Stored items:
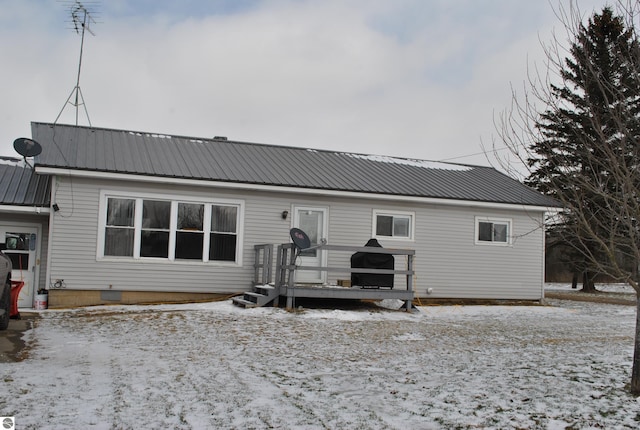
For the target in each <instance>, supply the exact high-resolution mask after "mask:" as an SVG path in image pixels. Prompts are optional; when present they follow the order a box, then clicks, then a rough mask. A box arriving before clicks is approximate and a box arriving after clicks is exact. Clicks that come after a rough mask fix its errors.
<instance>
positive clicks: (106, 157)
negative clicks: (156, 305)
mask: <svg viewBox="0 0 640 430" xmlns="http://www.w3.org/2000/svg"><path fill="white" fill-rule="evenodd" d="M31 127H32V134H33V139H34V140H36V141H37V142H39V143H40V144H41V145H42V147H43V151H42V154H41V155H39V156H38V157H36V166H37V167H54V168H68V169H78V170H89V171H100V172H112V173H126V174H133V175H147V176H158V177H165V178H184V179H195V180H209V181H210V180H214V181H223V182H233V183H245V184H256V185H270V186H283V187H285V186H286V187H298V188H309V189H320V190H333V191H352V192H359V193H372V194H389V195H403V196H415V197H431V198H441V199H456V200H471V201H481V202H495V203H509V204H518V205H527V206H544V207H546V206H558V204H557V202H555V201H554V200H553V199H550V198H549V197H547V196H544V195H542V194H540V193H539V192H537V191H535V190H533V189H530V188H528V187H526V186H524V185H523V184H521V183H520V182H518V181H516V180H514V179H511V178H509V177H508V176H506V175H504V174H502V173H500V172H498V171H497V170H495V169H493V168H490V167H481V166H469V165H463V164H453V163H441V162H429V161H424V160H411V159H404V158H394V157H383V156H373V155H365V154H354V153H346V152H334V151H324V150H315V149H306V148H296V147H286V146H273V145H264V144H255V143H246V142H235V141H231V140H226V139H223V138H218V139H215V138H214V139H208V138H195V137H185V136H167V135H162V134H153V133H142V132H135V131H126V130H111V129H103V128H95V127H82V126H69V125H60V124H56V125H53V124H45V123H32V125H31Z"/></svg>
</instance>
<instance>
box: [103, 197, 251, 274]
mask: <svg viewBox="0 0 640 430" xmlns="http://www.w3.org/2000/svg"><path fill="white" fill-rule="evenodd" d="M102 201H103V207H104V208H105V209H104V210H105V212H106V213H105V215H104V218H103V221H102V225H101V229H102V232H103V234H102V235H101V237H102V243H101V244H100V245H99V250H98V256H99V257H119V258H120V257H124V258H127V257H128V258H133V259H166V260H171V261H202V262H209V261H222V262H236V261H238V259H239V254H240V252H239V250H240V244H239V231H238V228H239V226H240V214H241V204H240V203H234V202H215V201H213V202H197V201H182V200H174V199H162V198H155V197H151V198H139V197H136V198H131V197H126V196H115V195H113V196H112V195H105V196H104V198H103V200H102Z"/></svg>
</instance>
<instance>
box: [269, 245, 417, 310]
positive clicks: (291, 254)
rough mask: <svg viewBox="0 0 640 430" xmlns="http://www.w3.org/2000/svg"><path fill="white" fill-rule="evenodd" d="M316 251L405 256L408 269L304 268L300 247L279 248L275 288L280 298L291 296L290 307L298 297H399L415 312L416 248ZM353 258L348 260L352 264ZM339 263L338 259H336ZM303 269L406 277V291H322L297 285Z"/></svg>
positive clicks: (339, 272)
mask: <svg viewBox="0 0 640 430" xmlns="http://www.w3.org/2000/svg"><path fill="white" fill-rule="evenodd" d="M314 249H316V250H318V252H325V251H335V252H348V253H350V254H353V253H356V252H366V253H370V254H387V255H403V256H405V257H406V269H405V270H396V269H373V268H352V267H350V265H349V266H348V267H346V266H340V267H337V266H301V265H297V264H296V259H297V257H298V255H297V253H296V247H295V246H294V245H293V244H291V243H287V244H283V245H279V246H278V249H277V255H276V278H275V286H276V288H277V289H278V290H279V292H280V295H286V296H287V307H288V308H291V307H293V302H294V298H295V297H326V298H345V299H347V298H361V299H384V298H390V299H392V298H395V299H400V300H404V301H405V306H406V308H407V310H410V309H411V302H412V300H413V277H414V269H413V259H414V256H415V250H412V249H392V248H377V247H369V246H357V247H356V246H342V245H318V246H317V247H315V248H314ZM349 257H350V255H349V256H348V257H346V258H345V261H348V262H349V263H350V262H351V260H350V258H349ZM334 260H335V259H334ZM299 270H311V271H321V272H327V273H349V274H351V273H368V274H369V273H370V274H380V275H404V276H405V277H406V289H400V288H398V289H395V290H393V289H391V290H389V289H383V288H380V289H374V288H361V287H356V286H352V288H322V287H320V286H316V287H314V286H300V285H296V284H295V273H296V271H299Z"/></svg>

## WRITTEN TASK:
Update the stretch from the start of the data through the line containing "negative clicks: (156, 305)" by replacing "rough mask" with "coarse mask", keeping all else unchanged, and leave the pictures out of the answer.

## THE COMPLETED TASK:
For the target in each <instance>, supply the exact high-resolution mask after "mask:" as an SVG path in image pixels. Prompts are optional; when present they follow the order a box, then clicks, then a coarse mask. A box arriving before clicks is approximate and a box arriving after clicks is exact. Clicks that come after a coarse mask fix its errors.
<instance>
positive clicks: (106, 157)
negative clicks: (156, 305)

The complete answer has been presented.